** Start of Text shown **
MENU

Forget the Dividend: Nevsun Resources is an Attractive Growth Play

Nevsun Resources  (TSX:NSU) is down more than 21% year-to-date, taking a hard hit in February after the company cut its dividend from $0.04 per quarter to $0.01 per quarter, a cut which reduced the company’s yield from around 5% to the 1.6% level.

Income investors have understandably grown concerned with Nevsun, and many have parted ways with this formerly high-yield mining operation in favour of other lower-risk opportunities in the metals space with similar dividends.

I’m going to dig a bit further into this company’s asset portfolio and why Nevsun’s dividend does not really matter to me, considering the company’s impressive portfolio of assets which should provide ample growth moving forward.

Great portfolio of assets and conservative management

One of the reasons why I’m not concerned with the dividend cut, but rather slightly encouraged, is why management decided to cut the dividend. Besides the fact that the dividend payout ratio will now be reasonable, management has indicated that it will be redeploying approximately $120 million of capital over four years toward its Timok mine in Serbia where it will begin to build out its copper mine with funds that would have otherwise been paid out to shareholders in the form of dividends.

While the company has a number of projects currently underway, I will focus on the Timok project, as this is the catalyst many analysts believe will drive profitability in the future, and the company’s recently reported results have shown that this high-quality asset may be better than initially expected.
** End of Text shown **
** Start of Given data **
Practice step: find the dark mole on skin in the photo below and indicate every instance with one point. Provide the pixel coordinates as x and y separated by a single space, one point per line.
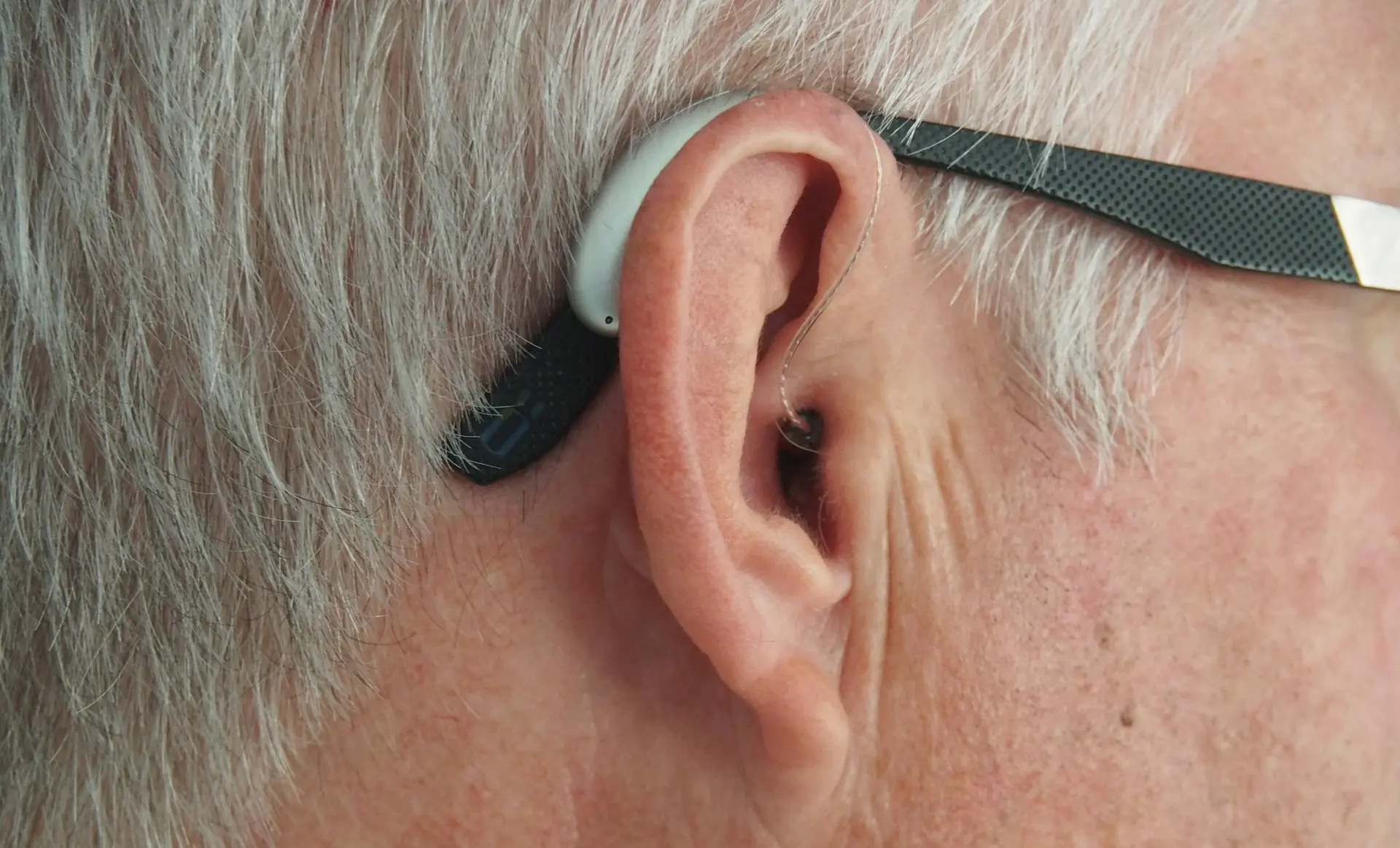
** End of Given data **
-- To do --
a: List every percentage figure that appears in the article about Nevsun Resources.
b: Reproduce the part of the article about Nevsun Resources that opens with the words containing "Income investors have" and closes with "growth moving forward.".

-- Solutions below --
a: 21%, 5%, 1.6%

b:
Income investors have understandably grown concerned with Nevsun, and many have parted ways with this formerly high-yield mining operation in favour of other lower-risk opportunities in the metals space with similar dividends.

I’m going to dig a bit further into this company’s asset portfolio and why Nevsun’s dividend does not really matter to me, considering the company’s impressive portfolio of assets which should provide ample growth moving forward.